§ **INSTRUÇÃO A**: Indique se cada afirmação a seguir está de acordo com o texto sobre os ataques em Paris e responda sim ou não, citando sem alterações as palavras do texto que decidem: (i) os ataques de janeiro em Paris terminaram com 12 vítimas fatais; (ii) a nova lei exige autorização judicial para espionar as comunicações; (iii) as autoridades poderão conservar as gravações por cinco anos.

Notícias falam de ataque terrorista sem precedentes em Paris, com mais de 150 mortos, muitos feridos e todos impressionadíssimos com a escala da violência. (Noticiário BBC, "Paris attacks: Bataclan and other assaults leave many dead" informava que pelo menos cinco locais sofreram ataques simultâneos; outros veículos falaram de bombas e armas leves, inclusive rifles de uso militar). 

Como é possível que o Estado Francês de Vigilância Total nada tenha percebido?

Mais rapidamente e em escala significativamente maior que em ataques terroristas anteriores em Paris contra alvos múltiplos em janeiro desse ano, que terminaram com 12 vítimas fatais, a mídia-empresa ocidental já decidiu que os responsáveis dessa vez são ou o chamado ISIS/ISIL/Daesh/EI, ou gente inspirada pelo "Estado Islâmico".

Em janeiro, imediatamente depois daqueles ataques, a França ampliou muito seu já gigantesco estado de vigilância. O Guardian britânico, em artigo intitulado "France passes new surveillance law in wake of Charlie Hebdo attack" [França aprova nova lei de vigilância, depois dos ataques à redação de Charlie Hebdo] noticiou:

A nova lei permitirá que autoridades espionem as comunicações telefônicas digitais e móveis de qualquer pessoa ligada a qualquer inquérito 'terrorista', sem precisarem de qualquer autorização judicial. A lei obriga todos os provedores de serviços de internet e empresas telefônicas a entregar dados que lhes sejam requeridos.

Serviços de inteligência terão o direito de posicionar câmeras e aparelhos para gravação em residências privadas e instalar os chamados keyloggers que gravam em tempo real qualquer toque no teclado de computador vigiado. As autoridades poderão conservar as gravações por um mês e as informações e dados de atividade de qualquer equipamento eletrônico [orig. metadata[1]], por cinco anos.

Um dos elementos mais discutidos da lei é que ela permite que os serviços de inteligência capturem todas as informações sobre atividade de todos os equipamentos eletrônicos [orig. metadados], que passarão assim a poder ser analisados em busca de comportamento potencialmente suspeito. Todas as informações sobre atividade de todos os equipamentos eletrônicos [orig. metadados] serão anônimos, pra agentes de inteligência podem requer a um painel independente que autorize vigilância mais profunda que pode identificar os usuários.

§ **INSTRUÇÃO B**: Transcreva sem alterações as linhas dos registros que começam na linha que contém "Category: raised arm" e seguem até o fim dos registros, incluindo a primeira e a última.

§ **LISTA DE REGISTROS**:
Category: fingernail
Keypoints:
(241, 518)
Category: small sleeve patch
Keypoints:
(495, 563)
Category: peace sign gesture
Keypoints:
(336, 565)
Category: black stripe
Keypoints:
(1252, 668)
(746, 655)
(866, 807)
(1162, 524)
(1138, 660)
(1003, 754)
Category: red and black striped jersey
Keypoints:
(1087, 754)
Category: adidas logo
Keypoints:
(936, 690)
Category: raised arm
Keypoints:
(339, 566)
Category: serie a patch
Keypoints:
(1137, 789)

§ **SOLUÇÃO A**:
(i) Sim: "que terminaram com 12 vítimas fatais".
(ii) Não: "sem precisarem de qualquer autorização judicial".
(iii) Não: "As autoridades poderão conservar as gravações por um mês".

§ **SOLUÇÃO B**:
Category: raised arm
Keypoints:
(339, 566)
Category: serie a patch
Keypoints:
(1137, 789)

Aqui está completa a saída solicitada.